BEGIN Raw data

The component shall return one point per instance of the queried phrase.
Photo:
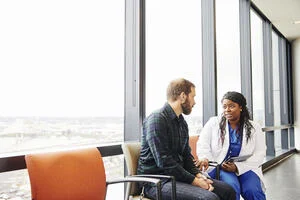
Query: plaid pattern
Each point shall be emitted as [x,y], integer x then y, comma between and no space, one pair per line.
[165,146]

END Raw data
BEGIN Raw data

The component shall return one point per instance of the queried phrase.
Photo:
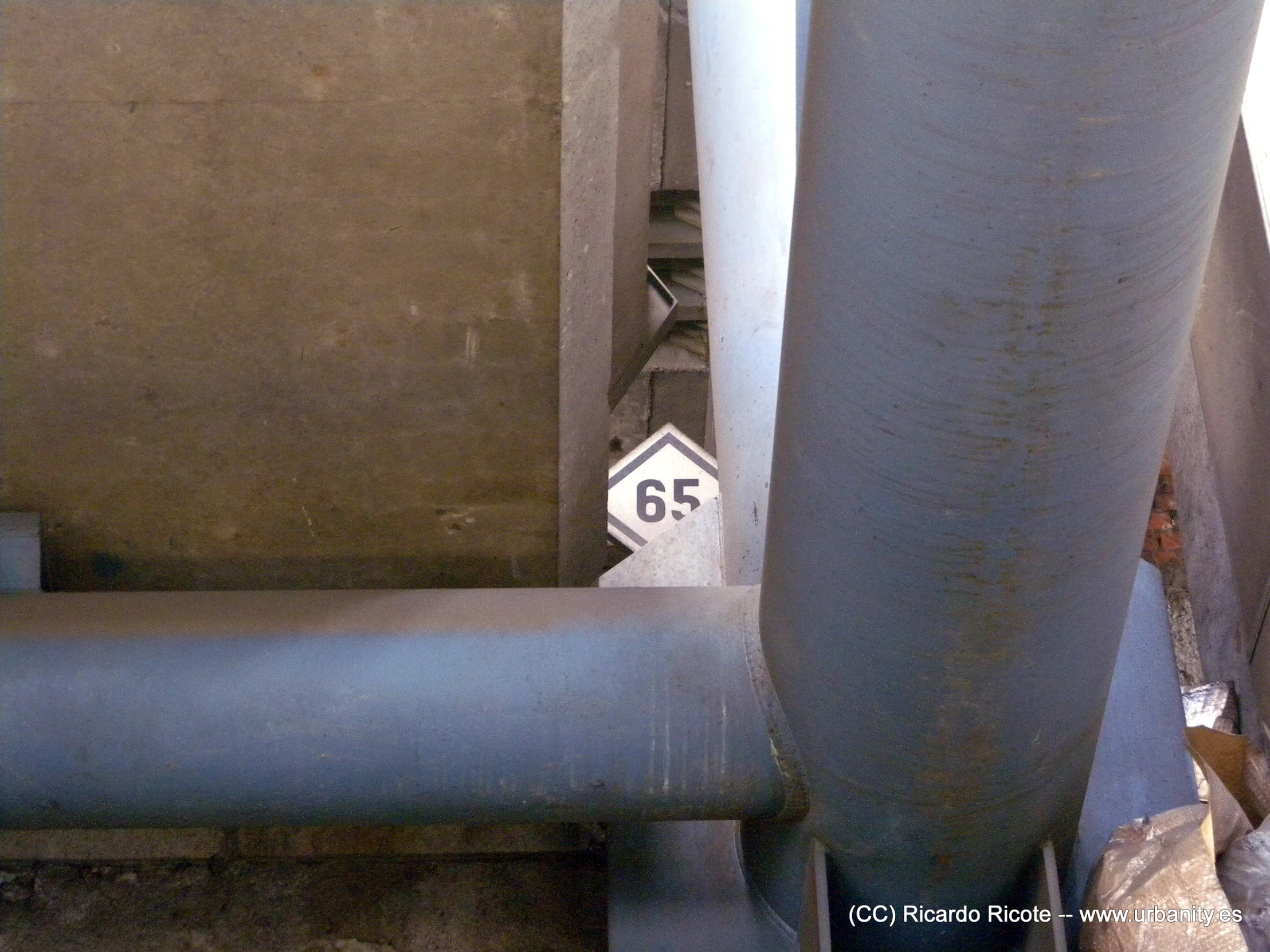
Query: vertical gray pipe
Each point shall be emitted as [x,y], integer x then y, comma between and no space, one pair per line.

END Raw data
BEGIN Raw data

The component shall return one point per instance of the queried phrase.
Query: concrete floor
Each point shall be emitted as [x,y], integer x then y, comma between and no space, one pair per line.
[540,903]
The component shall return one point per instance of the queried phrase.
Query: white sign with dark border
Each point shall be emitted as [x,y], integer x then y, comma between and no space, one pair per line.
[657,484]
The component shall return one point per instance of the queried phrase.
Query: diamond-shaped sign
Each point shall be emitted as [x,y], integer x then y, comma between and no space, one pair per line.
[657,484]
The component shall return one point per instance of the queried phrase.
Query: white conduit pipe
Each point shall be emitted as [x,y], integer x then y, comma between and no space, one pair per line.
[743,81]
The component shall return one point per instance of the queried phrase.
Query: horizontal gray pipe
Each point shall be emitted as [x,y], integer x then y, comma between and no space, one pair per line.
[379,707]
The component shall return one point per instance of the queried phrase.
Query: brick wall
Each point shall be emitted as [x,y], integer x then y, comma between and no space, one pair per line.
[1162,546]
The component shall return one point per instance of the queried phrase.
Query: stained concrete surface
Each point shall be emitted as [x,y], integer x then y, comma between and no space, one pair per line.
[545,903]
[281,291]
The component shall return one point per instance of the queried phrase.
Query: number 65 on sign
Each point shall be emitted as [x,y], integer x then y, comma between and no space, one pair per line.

END Raw data

- Short exercise
Gather every line of the material that contains the word "concrete" and copy each one in full. Case counts when matching.

- Task output
Query: concrete floor
Query: stained concrete surface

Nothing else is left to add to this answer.